• Prompt:
Transcribe word for word the portion of the profile of the new UCF mathematics professor, everything from "It was his mathematical" down to "longtime research mathematician.".

• Document passage:

For Math Professor, It All Adds Up

The UCF Mathematics Department welcomed Eduardo Teixeira, Ph.D, as a new professor this fall. Teixeira is a highly-esteemed and recognized mathematician, specializing in partial differential equations, free boundary problems and harmonic analysis.

Before accepting a position at UCF, Teixeira was a professor at the Universidade Federal do Ceara in his home country of Brazil for nine years, where he founded and directed what became one of the major research groups in nonlinear partial differential equations in Latin America.

“I felt I could contribute to the development of the mathematical Brazilian community; an endeavor that would ultimately have important academic and social impacts,” Teixeira said.

It was his mathematical work as well as his social outreach commitment in Brazil that caught the attention of the International Centre for Theoretical Physics (ICTP), who, partnered with the International Mathematical Union (IMU) and the Department of Science and Technology of the Government of India, awarded him the 2017 Ramanujan Prize. This award recognizes researchers who have conducted outstanding research in a developing country within any branch of mathematics.

“The Ramanujan Prize should be thought of as the ‘Nobel in mathematics’ for those mathematicians with connections to the developing world,” said Ken Ono, Ph.D., and longtime research mathematician.

Ono is the Asa Griggs Candler Professor of Mathematics and Computer Science at Emory University as well as the future Vice President of the American Mathematical Society.

“The winners are all world-class leaders in research,” Ono said. “I have known that Eduardo was a leading candidate for the ICTP-IMU Ramanujan Prize for some time. I am so pleased that he won. UCF is in very good company.”

Teixeira received the award for his research within the field of partial differential equations. Partial differential equations describe natural phenomena through mathematical models of physical laws.

“We find them in physics, biology, chemistry, even financial mathematics and social behavior,” Teixeira said. “I myself focus at the interface between applied and pure mathematics. I work with regularity theories, trying to understand the smoothness of the solutions.”

Natural-language object grounding data:
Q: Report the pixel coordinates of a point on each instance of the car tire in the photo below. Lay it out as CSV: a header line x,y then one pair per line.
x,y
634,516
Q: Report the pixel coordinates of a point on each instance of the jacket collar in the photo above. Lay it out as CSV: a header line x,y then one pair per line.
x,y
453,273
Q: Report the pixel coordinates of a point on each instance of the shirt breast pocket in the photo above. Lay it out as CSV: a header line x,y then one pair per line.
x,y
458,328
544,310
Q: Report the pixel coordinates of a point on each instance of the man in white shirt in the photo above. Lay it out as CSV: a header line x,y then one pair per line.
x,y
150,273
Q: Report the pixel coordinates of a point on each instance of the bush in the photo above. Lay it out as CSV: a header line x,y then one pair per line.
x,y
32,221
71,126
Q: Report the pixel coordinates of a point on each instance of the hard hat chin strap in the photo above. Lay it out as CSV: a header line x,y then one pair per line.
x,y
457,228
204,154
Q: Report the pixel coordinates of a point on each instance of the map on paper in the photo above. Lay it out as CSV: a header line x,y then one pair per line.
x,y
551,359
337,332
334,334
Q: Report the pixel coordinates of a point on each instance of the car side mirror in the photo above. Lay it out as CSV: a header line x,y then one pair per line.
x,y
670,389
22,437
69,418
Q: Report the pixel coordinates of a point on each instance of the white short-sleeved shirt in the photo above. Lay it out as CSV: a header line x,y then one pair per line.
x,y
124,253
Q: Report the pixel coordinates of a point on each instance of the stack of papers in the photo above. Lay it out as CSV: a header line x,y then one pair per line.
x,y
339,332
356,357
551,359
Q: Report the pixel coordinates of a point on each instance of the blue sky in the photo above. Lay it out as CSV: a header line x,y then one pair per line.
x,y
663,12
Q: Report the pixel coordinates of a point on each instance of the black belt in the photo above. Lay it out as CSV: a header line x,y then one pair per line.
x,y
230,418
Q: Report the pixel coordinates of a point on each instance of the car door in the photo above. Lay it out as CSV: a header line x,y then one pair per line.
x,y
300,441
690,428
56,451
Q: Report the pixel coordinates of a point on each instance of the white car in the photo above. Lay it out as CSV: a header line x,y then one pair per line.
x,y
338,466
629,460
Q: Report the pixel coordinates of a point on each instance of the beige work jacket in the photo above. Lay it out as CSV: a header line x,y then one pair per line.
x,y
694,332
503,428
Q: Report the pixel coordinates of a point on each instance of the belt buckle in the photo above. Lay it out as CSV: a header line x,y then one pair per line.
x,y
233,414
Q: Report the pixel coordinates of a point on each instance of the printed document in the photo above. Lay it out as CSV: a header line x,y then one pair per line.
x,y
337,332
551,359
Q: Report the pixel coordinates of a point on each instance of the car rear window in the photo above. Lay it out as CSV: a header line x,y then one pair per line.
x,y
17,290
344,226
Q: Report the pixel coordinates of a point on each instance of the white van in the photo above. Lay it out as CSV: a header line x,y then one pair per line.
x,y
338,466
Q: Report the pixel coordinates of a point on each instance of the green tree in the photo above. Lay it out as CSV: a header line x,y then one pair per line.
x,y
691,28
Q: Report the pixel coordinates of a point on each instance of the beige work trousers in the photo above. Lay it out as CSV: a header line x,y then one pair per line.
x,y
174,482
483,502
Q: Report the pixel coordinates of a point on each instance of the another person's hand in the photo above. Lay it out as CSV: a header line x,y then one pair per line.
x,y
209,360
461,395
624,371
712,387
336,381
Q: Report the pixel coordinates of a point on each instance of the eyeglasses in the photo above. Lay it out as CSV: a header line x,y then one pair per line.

• Written answer:
It was his mathematical work as well as his social outreach commitment in Brazil that caught the attention of the International Centre for Theoretical Physics (ICTP), who, partnered with the International Mathematical Union (IMU) and the Department of Science and Technology of the Government of India, awarded him the 2017 Ramanujan Prize. This award recognizes researchers who have conducted outstanding research in a developing country within any branch of mathematics.

“The Ramanujan Prize should be thought of as the ‘Nobel in mathematics’ for those mathematicians with connections to the developing world,” said Ken Ono, Ph.D., and longtime research mathematician.